Available data ▸
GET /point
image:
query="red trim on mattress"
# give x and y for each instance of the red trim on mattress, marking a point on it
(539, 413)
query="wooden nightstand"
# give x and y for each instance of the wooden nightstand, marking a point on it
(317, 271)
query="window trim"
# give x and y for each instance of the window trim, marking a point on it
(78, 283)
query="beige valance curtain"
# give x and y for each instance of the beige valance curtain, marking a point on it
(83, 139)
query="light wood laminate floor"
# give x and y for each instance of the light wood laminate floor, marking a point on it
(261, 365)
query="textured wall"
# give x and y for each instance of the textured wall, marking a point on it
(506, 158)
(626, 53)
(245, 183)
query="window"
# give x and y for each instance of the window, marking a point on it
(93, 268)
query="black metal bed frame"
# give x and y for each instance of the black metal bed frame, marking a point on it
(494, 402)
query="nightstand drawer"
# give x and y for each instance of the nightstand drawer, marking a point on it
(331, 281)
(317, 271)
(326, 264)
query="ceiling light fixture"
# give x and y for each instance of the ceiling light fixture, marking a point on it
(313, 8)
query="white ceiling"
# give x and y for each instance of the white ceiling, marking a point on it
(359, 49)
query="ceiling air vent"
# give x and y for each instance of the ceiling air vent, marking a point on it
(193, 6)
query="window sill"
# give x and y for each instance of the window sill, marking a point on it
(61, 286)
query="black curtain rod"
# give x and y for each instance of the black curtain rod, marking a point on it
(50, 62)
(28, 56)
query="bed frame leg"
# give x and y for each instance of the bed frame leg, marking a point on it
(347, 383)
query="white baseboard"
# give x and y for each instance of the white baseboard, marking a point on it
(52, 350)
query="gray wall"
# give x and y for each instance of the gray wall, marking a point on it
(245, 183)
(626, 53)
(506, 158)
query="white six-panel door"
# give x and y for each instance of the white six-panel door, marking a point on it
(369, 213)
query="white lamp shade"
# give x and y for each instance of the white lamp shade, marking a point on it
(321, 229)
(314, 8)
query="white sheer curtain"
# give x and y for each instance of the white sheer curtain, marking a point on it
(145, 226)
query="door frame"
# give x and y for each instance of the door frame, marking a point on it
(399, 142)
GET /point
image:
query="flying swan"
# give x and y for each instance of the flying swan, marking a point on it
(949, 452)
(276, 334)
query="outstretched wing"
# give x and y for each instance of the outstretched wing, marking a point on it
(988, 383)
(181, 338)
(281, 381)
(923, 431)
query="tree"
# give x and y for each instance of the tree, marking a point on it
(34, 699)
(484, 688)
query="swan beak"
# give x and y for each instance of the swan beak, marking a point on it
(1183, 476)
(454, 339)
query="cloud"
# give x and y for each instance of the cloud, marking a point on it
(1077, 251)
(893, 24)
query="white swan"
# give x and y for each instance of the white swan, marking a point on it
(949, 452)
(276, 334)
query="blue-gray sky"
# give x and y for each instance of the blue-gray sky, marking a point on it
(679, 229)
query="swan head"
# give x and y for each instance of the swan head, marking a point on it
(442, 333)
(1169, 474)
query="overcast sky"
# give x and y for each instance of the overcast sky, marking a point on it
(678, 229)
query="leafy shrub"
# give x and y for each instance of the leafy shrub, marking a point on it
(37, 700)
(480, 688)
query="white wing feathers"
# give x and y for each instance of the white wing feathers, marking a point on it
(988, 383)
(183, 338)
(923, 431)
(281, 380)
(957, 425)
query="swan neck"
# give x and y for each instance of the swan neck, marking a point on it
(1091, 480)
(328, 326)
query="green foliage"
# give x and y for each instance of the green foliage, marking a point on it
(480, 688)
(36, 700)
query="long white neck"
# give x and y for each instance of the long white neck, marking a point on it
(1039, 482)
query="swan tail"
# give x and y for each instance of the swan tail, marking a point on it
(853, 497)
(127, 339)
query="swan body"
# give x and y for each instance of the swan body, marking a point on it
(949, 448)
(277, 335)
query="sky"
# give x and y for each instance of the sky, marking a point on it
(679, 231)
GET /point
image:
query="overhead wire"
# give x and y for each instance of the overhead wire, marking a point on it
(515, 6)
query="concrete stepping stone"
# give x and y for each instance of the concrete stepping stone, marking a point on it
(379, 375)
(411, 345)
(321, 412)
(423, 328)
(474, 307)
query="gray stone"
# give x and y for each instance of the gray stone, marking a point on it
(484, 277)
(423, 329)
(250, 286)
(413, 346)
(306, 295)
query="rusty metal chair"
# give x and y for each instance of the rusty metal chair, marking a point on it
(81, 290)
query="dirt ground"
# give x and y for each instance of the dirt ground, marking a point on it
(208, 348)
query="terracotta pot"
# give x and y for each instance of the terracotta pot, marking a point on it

Requirement ▸ The required output is every line from the one that holds "# give x and y for each instance of the long" through the last line of the listing above, retyped exactly and with nothing else.

Expected answer ▸
# give x and y for each instance of the long white neck, marking a point on it
(1039, 482)
query="swan tail"
# give x and y for each instance of the swan tail, marking a point on it
(853, 497)
(127, 339)
query="swan body"
# give x and y for each instance of the swan body, marking a point on it
(949, 448)
(277, 335)
query="sky"
# give x and y for each instance of the sky, marking a point on it
(679, 231)
GET /point
image:
query="overhead wire"
# give x and y for each instance of the overhead wire, marking a point on it
(515, 6)
query="concrete stepping stone"
# give x and y for each instance of the concrete stepping stone, marking a point on it
(379, 375)
(411, 345)
(321, 412)
(423, 328)
(474, 307)
query="gray stone"
# give x and y for each instance of the gray stone, marking a point on it
(484, 277)
(423, 329)
(250, 286)
(413, 346)
(306, 295)
query="rusty metal chair"
# give x and y for each instance of the rusty metal chair, marking a point on it
(81, 290)
query="dirt ground"
# give x and y for each instance of the dirt ground, marking a point on it
(208, 348)
query="terracotta pot"
# give x and y for each instance of the terracotta pot, marking a point on it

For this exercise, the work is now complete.